PROBLEM STATEMENT: All the lines below should appear again unchanged, though their pictures should not.

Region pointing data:
Segment Open

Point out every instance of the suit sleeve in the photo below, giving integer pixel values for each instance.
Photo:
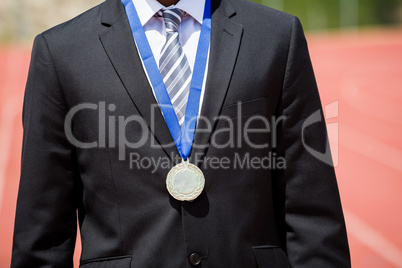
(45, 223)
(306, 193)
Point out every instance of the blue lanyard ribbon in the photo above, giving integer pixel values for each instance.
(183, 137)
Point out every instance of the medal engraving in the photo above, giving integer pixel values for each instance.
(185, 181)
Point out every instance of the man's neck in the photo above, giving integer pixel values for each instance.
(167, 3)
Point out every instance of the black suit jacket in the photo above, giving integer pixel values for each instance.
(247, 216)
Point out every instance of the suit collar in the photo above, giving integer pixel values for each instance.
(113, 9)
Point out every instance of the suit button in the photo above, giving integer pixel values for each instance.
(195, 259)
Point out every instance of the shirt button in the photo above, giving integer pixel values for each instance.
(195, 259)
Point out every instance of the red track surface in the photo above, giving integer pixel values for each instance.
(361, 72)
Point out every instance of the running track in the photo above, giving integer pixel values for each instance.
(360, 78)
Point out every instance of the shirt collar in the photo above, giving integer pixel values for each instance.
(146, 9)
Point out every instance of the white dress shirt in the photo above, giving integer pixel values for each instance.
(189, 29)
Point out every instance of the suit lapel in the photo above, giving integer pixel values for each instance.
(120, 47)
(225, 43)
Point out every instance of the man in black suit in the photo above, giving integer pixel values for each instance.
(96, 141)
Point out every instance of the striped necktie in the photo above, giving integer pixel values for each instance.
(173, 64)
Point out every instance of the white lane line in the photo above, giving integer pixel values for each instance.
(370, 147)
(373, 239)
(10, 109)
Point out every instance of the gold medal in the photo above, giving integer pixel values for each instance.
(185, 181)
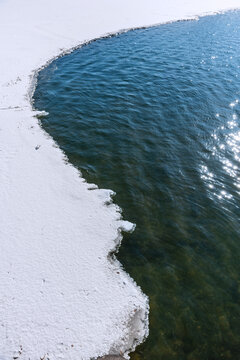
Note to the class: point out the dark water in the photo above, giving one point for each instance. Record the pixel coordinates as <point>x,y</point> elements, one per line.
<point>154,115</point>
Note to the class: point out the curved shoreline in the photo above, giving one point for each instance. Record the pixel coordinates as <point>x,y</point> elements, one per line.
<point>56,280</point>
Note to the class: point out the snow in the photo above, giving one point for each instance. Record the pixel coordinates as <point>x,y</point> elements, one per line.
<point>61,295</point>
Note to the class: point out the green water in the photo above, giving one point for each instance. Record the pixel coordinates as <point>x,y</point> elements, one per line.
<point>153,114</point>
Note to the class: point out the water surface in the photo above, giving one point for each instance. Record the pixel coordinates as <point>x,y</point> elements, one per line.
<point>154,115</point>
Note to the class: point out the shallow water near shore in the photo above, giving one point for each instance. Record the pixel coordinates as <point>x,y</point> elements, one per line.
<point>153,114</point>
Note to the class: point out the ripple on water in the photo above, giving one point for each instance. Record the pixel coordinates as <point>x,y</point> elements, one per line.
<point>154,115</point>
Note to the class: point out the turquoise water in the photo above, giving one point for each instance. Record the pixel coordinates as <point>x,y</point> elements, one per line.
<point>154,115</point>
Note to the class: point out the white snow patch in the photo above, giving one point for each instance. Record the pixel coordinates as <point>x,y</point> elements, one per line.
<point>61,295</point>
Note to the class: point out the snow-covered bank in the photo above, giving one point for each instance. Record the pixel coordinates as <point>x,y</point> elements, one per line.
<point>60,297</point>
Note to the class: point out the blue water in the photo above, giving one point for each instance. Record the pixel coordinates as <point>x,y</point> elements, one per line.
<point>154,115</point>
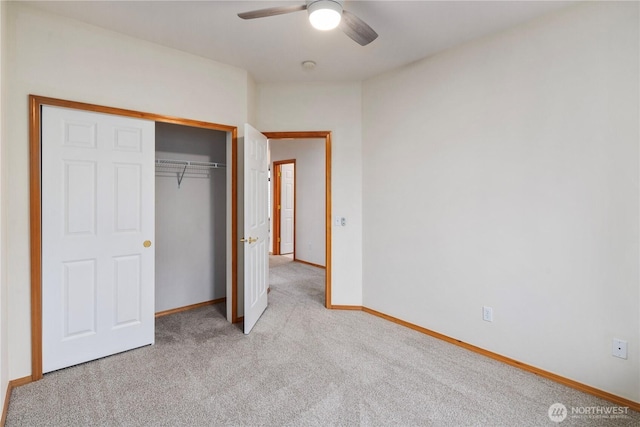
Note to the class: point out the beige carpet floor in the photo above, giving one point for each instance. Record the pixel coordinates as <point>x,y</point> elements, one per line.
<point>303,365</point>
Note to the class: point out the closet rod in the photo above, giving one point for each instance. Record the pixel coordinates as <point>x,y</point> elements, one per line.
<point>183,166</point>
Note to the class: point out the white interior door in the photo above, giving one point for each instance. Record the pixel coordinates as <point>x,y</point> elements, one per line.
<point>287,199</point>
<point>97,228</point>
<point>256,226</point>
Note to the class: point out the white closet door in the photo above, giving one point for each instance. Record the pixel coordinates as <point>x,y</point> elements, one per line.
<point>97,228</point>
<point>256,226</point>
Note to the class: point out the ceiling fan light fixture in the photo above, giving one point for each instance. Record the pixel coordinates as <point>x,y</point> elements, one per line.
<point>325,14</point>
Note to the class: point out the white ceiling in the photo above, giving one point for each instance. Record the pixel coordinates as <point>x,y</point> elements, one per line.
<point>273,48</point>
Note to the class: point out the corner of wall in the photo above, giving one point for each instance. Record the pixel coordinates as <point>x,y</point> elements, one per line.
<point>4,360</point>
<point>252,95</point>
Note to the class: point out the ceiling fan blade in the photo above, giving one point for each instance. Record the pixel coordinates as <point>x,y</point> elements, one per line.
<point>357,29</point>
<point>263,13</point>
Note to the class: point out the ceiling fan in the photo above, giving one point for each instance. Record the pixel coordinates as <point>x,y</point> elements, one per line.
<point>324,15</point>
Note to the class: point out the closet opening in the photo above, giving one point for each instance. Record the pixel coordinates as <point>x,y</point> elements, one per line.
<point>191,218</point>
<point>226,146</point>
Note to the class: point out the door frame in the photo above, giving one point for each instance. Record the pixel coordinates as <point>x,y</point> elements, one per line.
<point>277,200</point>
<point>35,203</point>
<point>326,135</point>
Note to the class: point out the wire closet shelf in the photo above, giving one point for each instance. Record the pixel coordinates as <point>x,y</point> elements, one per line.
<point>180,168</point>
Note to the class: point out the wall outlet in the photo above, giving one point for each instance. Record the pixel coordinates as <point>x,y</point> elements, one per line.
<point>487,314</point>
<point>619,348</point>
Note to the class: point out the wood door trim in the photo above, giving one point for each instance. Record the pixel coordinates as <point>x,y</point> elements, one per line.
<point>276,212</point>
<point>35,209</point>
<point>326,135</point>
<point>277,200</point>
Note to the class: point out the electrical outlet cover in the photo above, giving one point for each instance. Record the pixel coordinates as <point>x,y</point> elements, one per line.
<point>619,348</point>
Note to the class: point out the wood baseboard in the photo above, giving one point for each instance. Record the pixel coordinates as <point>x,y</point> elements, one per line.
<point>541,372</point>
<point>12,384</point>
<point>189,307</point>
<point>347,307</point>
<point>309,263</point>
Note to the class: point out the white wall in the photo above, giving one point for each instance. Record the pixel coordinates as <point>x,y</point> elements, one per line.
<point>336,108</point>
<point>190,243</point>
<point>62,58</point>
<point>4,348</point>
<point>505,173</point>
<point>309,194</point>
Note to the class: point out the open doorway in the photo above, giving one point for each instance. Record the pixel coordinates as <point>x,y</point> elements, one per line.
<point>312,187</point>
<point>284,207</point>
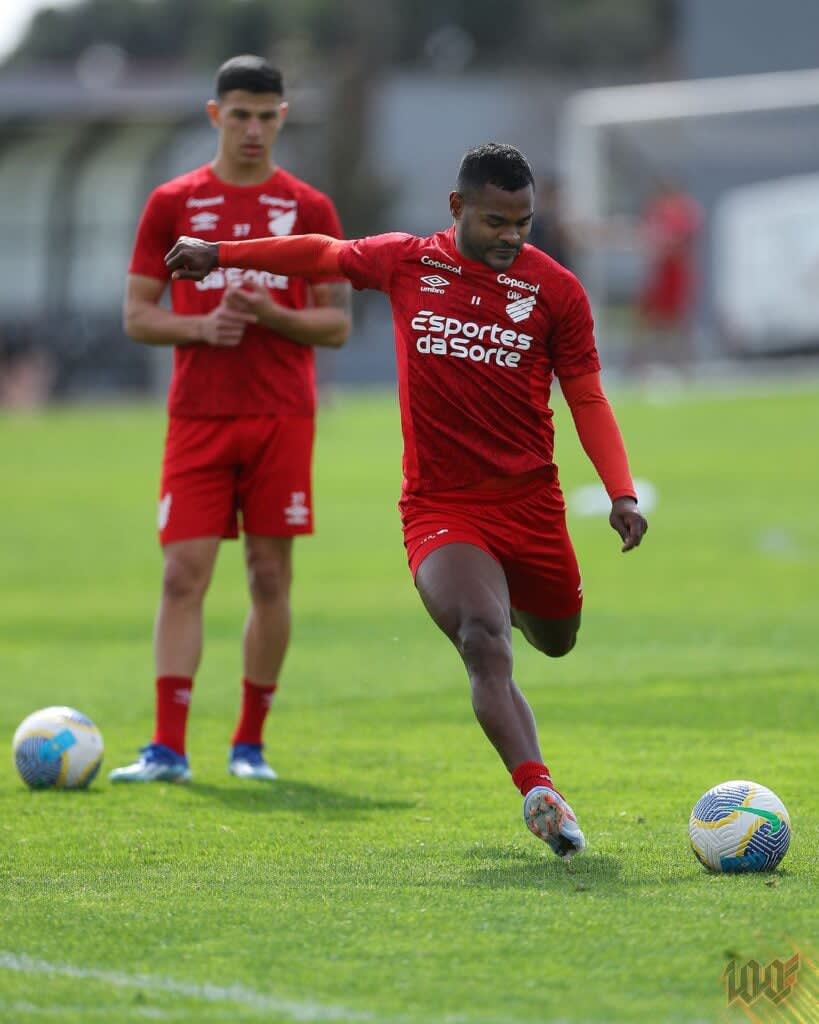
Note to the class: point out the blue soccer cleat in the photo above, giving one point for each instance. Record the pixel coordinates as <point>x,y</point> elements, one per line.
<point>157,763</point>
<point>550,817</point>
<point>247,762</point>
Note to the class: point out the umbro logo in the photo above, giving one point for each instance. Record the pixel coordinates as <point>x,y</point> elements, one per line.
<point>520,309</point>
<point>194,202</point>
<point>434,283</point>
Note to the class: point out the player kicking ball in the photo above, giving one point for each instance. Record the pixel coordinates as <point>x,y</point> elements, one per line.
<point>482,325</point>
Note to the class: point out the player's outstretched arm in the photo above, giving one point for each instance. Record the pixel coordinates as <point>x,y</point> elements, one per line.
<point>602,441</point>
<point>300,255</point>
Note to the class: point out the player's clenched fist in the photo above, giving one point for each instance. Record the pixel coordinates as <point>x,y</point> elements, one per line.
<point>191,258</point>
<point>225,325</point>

Segment Closed

TASK RESULT:
Point out every instance of the suit sleeve in the photo below, giving integer pixel values for each instance.
Photo:
(45, 223)
(306, 193)
Point out every instance of the blue lanyard ribbon in the photo above, giving integer pixel values for each instance.
(183, 137)
Point out every instance of the medal engraving in the photo above, giving integer pixel values for each instance.
(185, 181)
Point out every instance of the man's neck in the photo above, giving integer pixel values for each instance.
(167, 3)
Point out every instance of the black suit jacket in the photo above, giving integer pixel values for each instance.
(247, 216)
Point out every instance of the suit collar in the photo above, giving integer pixel values for each instance.
(113, 9)
Point out every instance of the suit button in the photo above, giving integer pixel values for each instance.
(195, 259)
Point out every instance of the shirt button in the photo above, giving integer pixel values for each instance.
(195, 259)
Point out every instance of the red track surface in the photo above, giving integer pixel values for each instance.
(361, 72)
Point out every instance of the running track in the photo above, giving integer pixel values for each instance.
(360, 78)
Point out every instance of the shirt collar in the photo above, giving integer pixel values for each instance.
(146, 9)
Point out every instance of the white dress shirt in the photo above, giving integer pixel values for each instance.
(189, 29)
Point out every instance of the suit lapel in the photo above, giving integer pixel values for each instance.
(120, 47)
(225, 43)
Point out every instance of the man in black suit in the photo above, giving integer pixel values for each instance.
(96, 141)
Point out every instance of the striped necktie in the photo above, giving integer pixel values for each instance.
(173, 64)
Point out every instance of the white lane line in the photo above, giving integer pixel values for each instance.
(370, 147)
(373, 239)
(10, 109)
Point out every instance of the gold medal in the photo above, giving integer pixel values for each instance.
(185, 181)
Note to the class: point out the dark water in the photo above, giving one point for each instance. Record the pixel coordinates as <point>x,y</point> elements, one per line.
<point>154,115</point>
Note to the class: point out the curved shoreline in the photo above, giving one point for each instance. Record the pixel coordinates as <point>x,y</point> elements, one per line.
<point>56,280</point>
Note to the class: point out the snow in the photo above, giving one point for each instance. Record the pixel coordinates as <point>x,y</point> elements, one per line.
<point>61,295</point>
Note to the class: point out the green water in the photo above, giving one point for each instance. Record the pixel coordinates as <point>x,y</point> elements, one per line.
<point>153,114</point>
Note to the class: point out the water surface in the photo above, giving one point for each instance. Record the pixel coordinates as <point>x,y</point> elements, one per line.
<point>154,115</point>
Note to the class: point out the shallow water near shore in the photo above, giving one point for each instance. Record the pixel coordinates as <point>x,y</point> elements, one per line.
<point>153,114</point>
Note to the class: point out the ripple on water in the photo above, giving one point for each instance. Record the pixel coordinates as <point>x,y</point> elements, one per line.
<point>154,115</point>
Note to the class: point out the turquoise water in the photo above, giving one point for each instance. Record the pixel coordinates as <point>x,y</point> elements, one per line.
<point>154,115</point>
Note to the class: point out the white snow patch in the photo above, giving one point for each instance. Record the pixel coordinates as <point>x,y</point> elements, one per line.
<point>61,295</point>
Note to the class: point out the snow-covered bank in the photo above, giving one point for each instance. Record the pixel coordinates as <point>x,y</point> elements, one per line.
<point>60,297</point>
Note to the class: point out the blue water in the photo above, giving one point for each instance. Record the pixel coordinates as <point>x,y</point> elements, one per line.
<point>154,115</point>
Note to the class: point out the beige carpet floor in the photo above, giving one point for each instance. Record the pixel coordinates as <point>x,y</point> elements, one per line.
<point>303,365</point>
Note to the class: point out the closet rod in the photo above, giving one point for each instance. Record the pixel coordinates as <point>x,y</point> elements, one per line.
<point>183,166</point>
Note to the class: point out the white interior door in the photo above, giving one point for each instance. Record the pixel coordinates as <point>x,y</point> elements, one per line.
<point>287,199</point>
<point>97,228</point>
<point>256,226</point>
Note to the class: point out the white closet door in the photo above, giving one point for each instance. Record the pixel coordinates as <point>x,y</point> elements, one per line.
<point>97,228</point>
<point>256,226</point>
Note to the class: point out the ceiling fan light fixture in the photo above, giving one point for each instance. Record the pixel coordinates as <point>x,y</point> elements, one per line.
<point>325,14</point>
Note to the class: point out the white ceiling in the photo above, giving one point for each instance. Record the pixel coordinates as <point>x,y</point> elements, one per line.
<point>273,48</point>
Note to the class: point out the corner of wall in the photo above, giving one point for each instance. Record the pixel coordinates as <point>x,y</point> elements, one per line.
<point>4,360</point>
<point>252,95</point>
Note to the class: point out the ceiling fan blade in the photo above, giving one point for each instance. Record the pixel coordinates as <point>x,y</point> elements, one per line.
<point>357,29</point>
<point>263,13</point>
Note to the class: point out the ceiling fan in the photo above, giving one point for each instance. Record the pixel coordinates as <point>x,y</point> elements, one per line.
<point>324,15</point>
Note to the class: point out the closet opening in the photo above, giving one point for each instance. Record the pixel coordinates as <point>x,y</point> elements, one per line.
<point>191,218</point>
<point>226,146</point>
Note to the class: point out the door frame in the photo above, giving one point for each instance. Record the pixel coordinates as <point>x,y</point> elements, one per line.
<point>277,200</point>
<point>35,203</point>
<point>326,135</point>
Note to the class: point out the wire closet shelf in the photo above, giving one point for each instance. Record the pixel coordinates as <point>x,y</point> elements, one per line.
<point>180,168</point>
Note to the class: point out the wall outlet in the photo above, giving one point for each instance. Record the pixel coordinates as <point>x,y</point> elements, one per line.
<point>487,314</point>
<point>619,348</point>
Note to the class: point out the wood door trim in the photo above, giving one point for each instance. Record the pixel coordinates as <point>x,y</point> elements, one per line.
<point>276,212</point>
<point>35,209</point>
<point>326,135</point>
<point>277,200</point>
Note to the class: point out the electrical outlet cover in the photo above, giving one point for each instance. Record the pixel coordinates as <point>x,y</point> elements, one per line.
<point>619,348</point>
Note to the class: point out the wood baseboard in the photo above, giving one point for each instance. Record the pixel coordinates as <point>x,y</point> elements, one per line.
<point>541,372</point>
<point>12,384</point>
<point>189,307</point>
<point>347,307</point>
<point>309,263</point>
Note to the class: point out the white wall in the photo above, giving one point for each instance. Record the pixel coordinates as <point>x,y</point> elements, one per line.
<point>336,108</point>
<point>190,243</point>
<point>62,58</point>
<point>4,348</point>
<point>505,173</point>
<point>309,194</point>
Note to the class: point out the open doorway in the photo above, giving one point for each instance. Record the pixel coordinates as <point>x,y</point> elements, one per line.
<point>312,187</point>
<point>284,207</point>
Note to the class: point out the blue soccer cleat in the photo above, giving one point for each instance. Record the pixel coordinates as <point>x,y</point> elements, one per line.
<point>157,763</point>
<point>550,817</point>
<point>247,762</point>
Note to the class: point out the umbro logo in the photo above, giving one point for each instance. Record the pixel coordinates as <point>x,y</point> elements, one per line.
<point>520,309</point>
<point>194,202</point>
<point>434,283</point>
Note to the class: point out the player kicking ball in the photo above, giving one point for each instance. Record the pixel coordinates as <point>x,y</point> elements, one per line.
<point>482,325</point>
Note to the class: point out the player's outstretched arm in the photo above, giving one point for each instance. Record the pixel coordinates as <point>x,y</point> elements, one per line.
<point>602,441</point>
<point>300,255</point>
Note to the class: point out the player's clenched fist in the photo above, giving one point for each instance. Record the pixel coordinates as <point>x,y</point> elements, one per line.
<point>191,258</point>
<point>225,325</point>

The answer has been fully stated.